What you need to do
"Point to the dense" appears in one line of the records below. Output that line and each one after it, exactly, through the last line.

___ Exercise input ___

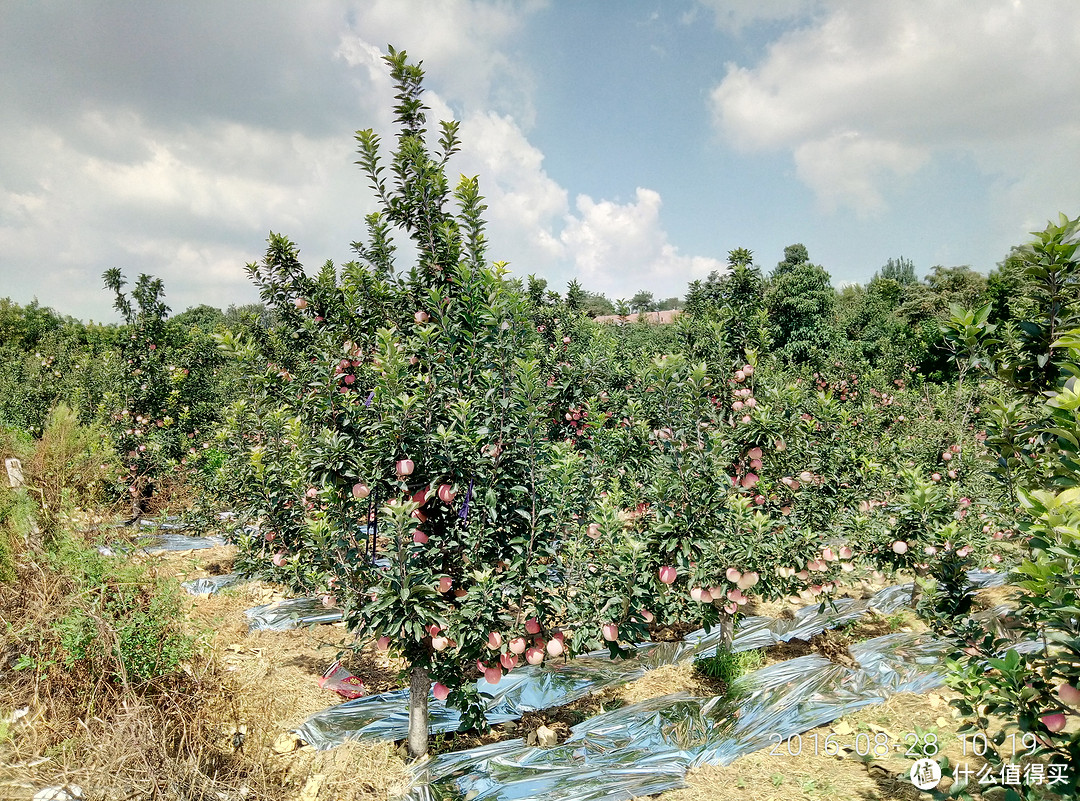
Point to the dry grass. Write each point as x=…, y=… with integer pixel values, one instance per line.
x=207, y=732
x=212, y=734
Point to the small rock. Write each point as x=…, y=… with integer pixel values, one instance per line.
x=67, y=792
x=311, y=788
x=286, y=743
x=547, y=737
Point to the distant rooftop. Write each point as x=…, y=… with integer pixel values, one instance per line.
x=655, y=317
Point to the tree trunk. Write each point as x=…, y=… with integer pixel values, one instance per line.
x=419, y=686
x=919, y=572
x=727, y=630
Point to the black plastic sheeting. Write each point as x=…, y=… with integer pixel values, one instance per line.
x=289, y=613
x=542, y=687
x=648, y=747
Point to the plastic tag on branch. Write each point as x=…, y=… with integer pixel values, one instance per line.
x=341, y=681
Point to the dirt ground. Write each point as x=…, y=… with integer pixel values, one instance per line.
x=271, y=680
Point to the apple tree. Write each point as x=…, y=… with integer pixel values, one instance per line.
x=393, y=451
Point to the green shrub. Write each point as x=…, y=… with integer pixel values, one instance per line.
x=117, y=621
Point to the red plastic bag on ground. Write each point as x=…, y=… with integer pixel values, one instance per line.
x=341, y=681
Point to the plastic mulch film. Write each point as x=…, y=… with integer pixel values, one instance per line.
x=648, y=747
x=211, y=584
x=289, y=613
x=164, y=525
x=542, y=687
x=161, y=543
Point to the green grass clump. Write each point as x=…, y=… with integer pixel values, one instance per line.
x=727, y=666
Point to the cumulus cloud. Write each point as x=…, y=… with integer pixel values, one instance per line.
x=173, y=140
x=621, y=247
x=869, y=92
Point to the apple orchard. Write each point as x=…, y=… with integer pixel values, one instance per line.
x=482, y=477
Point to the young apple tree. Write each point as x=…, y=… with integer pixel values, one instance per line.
x=414, y=403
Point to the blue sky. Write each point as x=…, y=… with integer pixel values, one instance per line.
x=628, y=144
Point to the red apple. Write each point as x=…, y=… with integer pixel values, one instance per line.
x=1068, y=694
x=1053, y=722
x=534, y=655
x=748, y=580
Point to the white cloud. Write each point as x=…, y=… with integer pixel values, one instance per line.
x=868, y=92
x=621, y=247
x=736, y=15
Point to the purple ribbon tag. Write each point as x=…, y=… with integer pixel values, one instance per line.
x=463, y=514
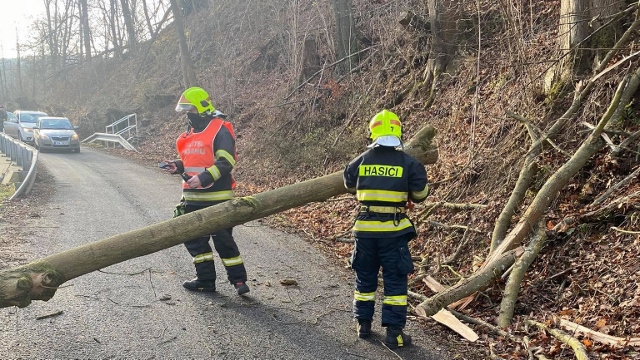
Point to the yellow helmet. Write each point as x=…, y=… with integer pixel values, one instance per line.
x=386, y=129
x=195, y=98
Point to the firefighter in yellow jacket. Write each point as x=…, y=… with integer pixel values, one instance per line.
x=384, y=179
x=207, y=156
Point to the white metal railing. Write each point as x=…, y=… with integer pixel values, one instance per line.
x=127, y=127
x=24, y=156
x=110, y=138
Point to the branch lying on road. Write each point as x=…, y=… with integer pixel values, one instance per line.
x=40, y=280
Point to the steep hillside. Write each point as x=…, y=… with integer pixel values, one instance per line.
x=248, y=54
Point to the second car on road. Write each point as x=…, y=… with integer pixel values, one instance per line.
x=55, y=133
x=21, y=126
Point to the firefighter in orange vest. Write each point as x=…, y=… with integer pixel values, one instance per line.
x=385, y=179
x=207, y=155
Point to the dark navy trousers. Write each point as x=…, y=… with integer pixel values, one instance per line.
x=392, y=254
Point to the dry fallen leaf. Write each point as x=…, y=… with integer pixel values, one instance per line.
x=288, y=282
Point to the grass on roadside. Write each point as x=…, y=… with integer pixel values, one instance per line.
x=6, y=191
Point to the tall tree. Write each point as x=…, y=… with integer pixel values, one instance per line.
x=84, y=28
x=572, y=31
x=345, y=35
x=188, y=74
x=129, y=23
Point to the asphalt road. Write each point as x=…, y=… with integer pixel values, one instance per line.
x=138, y=309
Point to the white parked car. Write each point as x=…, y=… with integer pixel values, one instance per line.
x=21, y=126
x=52, y=133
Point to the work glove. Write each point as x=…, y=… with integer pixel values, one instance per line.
x=409, y=205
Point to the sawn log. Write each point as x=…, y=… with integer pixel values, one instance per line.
x=40, y=279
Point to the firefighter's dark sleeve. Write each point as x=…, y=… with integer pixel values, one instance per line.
x=224, y=148
x=179, y=166
x=350, y=175
x=418, y=184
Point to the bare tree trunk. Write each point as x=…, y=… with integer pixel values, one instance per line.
x=19, y=67
x=572, y=30
x=51, y=36
x=442, y=25
x=84, y=29
x=147, y=18
x=39, y=280
x=345, y=36
x=188, y=74
x=129, y=23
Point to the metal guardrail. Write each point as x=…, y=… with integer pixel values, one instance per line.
x=112, y=138
x=24, y=156
x=120, y=128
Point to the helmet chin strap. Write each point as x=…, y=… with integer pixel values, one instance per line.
x=198, y=122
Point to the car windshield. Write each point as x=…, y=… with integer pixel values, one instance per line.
x=56, y=124
x=29, y=118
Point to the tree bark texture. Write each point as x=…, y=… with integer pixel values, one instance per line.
x=188, y=74
x=572, y=30
x=129, y=23
x=84, y=28
x=39, y=280
x=477, y=282
x=443, y=29
x=345, y=36
x=512, y=288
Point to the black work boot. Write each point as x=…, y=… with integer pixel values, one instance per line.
x=200, y=285
x=241, y=287
x=364, y=328
x=396, y=338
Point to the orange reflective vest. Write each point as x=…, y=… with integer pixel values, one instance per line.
x=197, y=153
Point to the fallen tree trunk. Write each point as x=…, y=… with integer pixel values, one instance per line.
x=39, y=280
x=476, y=282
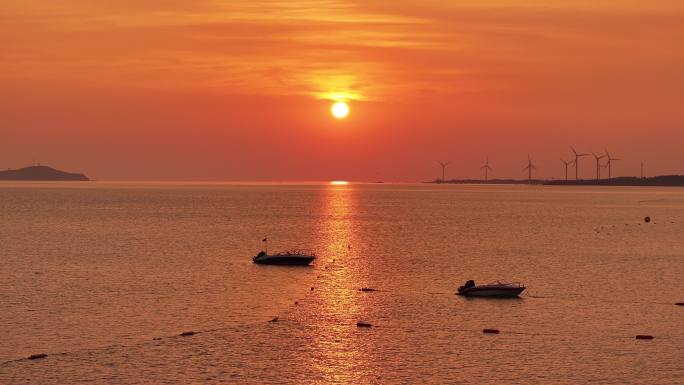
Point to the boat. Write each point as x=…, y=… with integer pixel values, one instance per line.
x=496, y=289
x=290, y=257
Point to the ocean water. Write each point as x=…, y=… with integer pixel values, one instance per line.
x=103, y=277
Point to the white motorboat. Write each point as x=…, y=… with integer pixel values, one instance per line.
x=291, y=257
x=496, y=289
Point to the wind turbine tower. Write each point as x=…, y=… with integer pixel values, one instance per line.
x=577, y=156
x=598, y=165
x=486, y=168
x=529, y=169
x=567, y=163
x=443, y=164
x=610, y=162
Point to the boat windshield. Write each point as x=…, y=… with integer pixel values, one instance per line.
x=296, y=252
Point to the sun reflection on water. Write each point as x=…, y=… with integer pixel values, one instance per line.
x=338, y=340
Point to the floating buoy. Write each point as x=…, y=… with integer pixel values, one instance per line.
x=644, y=337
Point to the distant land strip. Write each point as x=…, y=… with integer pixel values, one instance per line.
x=660, y=181
x=40, y=173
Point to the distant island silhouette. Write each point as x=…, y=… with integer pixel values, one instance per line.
x=660, y=180
x=41, y=173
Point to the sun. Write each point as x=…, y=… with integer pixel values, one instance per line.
x=340, y=110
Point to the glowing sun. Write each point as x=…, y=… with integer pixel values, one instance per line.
x=340, y=110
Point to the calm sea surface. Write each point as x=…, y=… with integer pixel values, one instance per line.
x=103, y=277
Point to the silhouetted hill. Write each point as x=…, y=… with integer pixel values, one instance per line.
x=41, y=173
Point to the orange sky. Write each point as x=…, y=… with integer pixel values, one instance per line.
x=241, y=89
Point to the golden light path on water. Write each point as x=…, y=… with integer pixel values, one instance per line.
x=339, y=301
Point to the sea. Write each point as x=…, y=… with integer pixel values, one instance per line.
x=153, y=283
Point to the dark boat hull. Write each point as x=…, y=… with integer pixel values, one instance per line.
x=496, y=292
x=285, y=260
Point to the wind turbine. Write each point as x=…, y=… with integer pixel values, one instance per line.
x=577, y=156
x=486, y=168
x=610, y=160
x=598, y=165
x=567, y=163
x=443, y=164
x=529, y=169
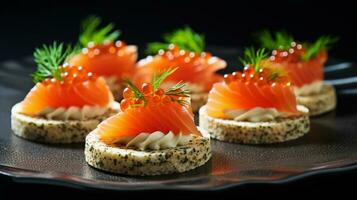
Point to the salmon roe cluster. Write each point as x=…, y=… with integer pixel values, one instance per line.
x=70, y=75
x=174, y=53
x=93, y=50
x=292, y=54
x=150, y=96
x=264, y=76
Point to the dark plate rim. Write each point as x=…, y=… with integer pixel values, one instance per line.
x=76, y=182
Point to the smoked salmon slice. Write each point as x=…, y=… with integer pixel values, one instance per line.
x=110, y=59
x=255, y=87
x=63, y=86
x=303, y=62
x=150, y=109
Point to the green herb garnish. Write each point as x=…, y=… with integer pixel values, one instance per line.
x=48, y=60
x=254, y=57
x=185, y=39
x=176, y=90
x=322, y=43
x=280, y=40
x=91, y=32
x=138, y=94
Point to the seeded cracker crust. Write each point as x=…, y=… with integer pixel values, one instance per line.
x=54, y=131
x=320, y=103
x=198, y=100
x=254, y=132
x=150, y=162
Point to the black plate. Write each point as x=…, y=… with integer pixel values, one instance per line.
x=330, y=146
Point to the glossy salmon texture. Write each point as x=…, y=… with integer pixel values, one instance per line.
x=148, y=119
x=150, y=109
x=192, y=67
x=78, y=88
x=249, y=90
x=301, y=72
x=108, y=59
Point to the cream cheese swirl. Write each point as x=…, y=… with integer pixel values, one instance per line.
x=156, y=140
x=74, y=113
x=308, y=89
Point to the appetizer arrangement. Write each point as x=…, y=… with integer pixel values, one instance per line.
x=183, y=49
x=304, y=64
x=104, y=55
x=152, y=131
x=66, y=103
x=153, y=134
x=255, y=106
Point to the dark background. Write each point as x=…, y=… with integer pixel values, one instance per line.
x=27, y=24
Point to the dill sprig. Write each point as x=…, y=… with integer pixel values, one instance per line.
x=185, y=38
x=91, y=32
x=175, y=91
x=48, y=60
x=254, y=57
x=137, y=93
x=178, y=90
x=279, y=40
x=322, y=43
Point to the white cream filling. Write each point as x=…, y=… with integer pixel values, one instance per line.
x=308, y=89
x=258, y=114
x=74, y=113
x=156, y=140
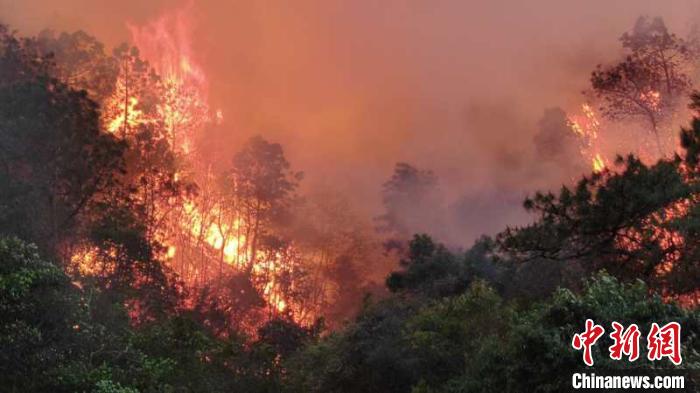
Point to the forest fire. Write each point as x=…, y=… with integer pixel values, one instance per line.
x=586, y=127
x=275, y=197
x=178, y=86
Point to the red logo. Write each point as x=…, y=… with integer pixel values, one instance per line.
x=662, y=342
x=665, y=342
x=626, y=342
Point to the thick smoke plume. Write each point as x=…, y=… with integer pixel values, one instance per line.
x=351, y=88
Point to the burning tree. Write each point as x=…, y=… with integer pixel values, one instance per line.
x=650, y=82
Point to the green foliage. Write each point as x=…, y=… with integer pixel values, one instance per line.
x=475, y=342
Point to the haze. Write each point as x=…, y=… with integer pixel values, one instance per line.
x=350, y=88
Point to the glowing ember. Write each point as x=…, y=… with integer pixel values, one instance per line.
x=586, y=128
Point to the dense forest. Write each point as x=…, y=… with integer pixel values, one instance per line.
x=136, y=257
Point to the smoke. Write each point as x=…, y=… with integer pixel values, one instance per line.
x=350, y=88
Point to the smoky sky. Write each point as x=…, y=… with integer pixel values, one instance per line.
x=351, y=87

___

Output
Point to the dense forest. Write each point as x=…, y=… with integer pixel values, one instance per line.
x=136, y=257
Point to the smoke. Write each point as x=…, y=… with integer pixel values, one instance per line.
x=350, y=88
Point to the smoky sky. Write each point as x=…, y=… with integer pixel values, one instance per line.
x=351, y=87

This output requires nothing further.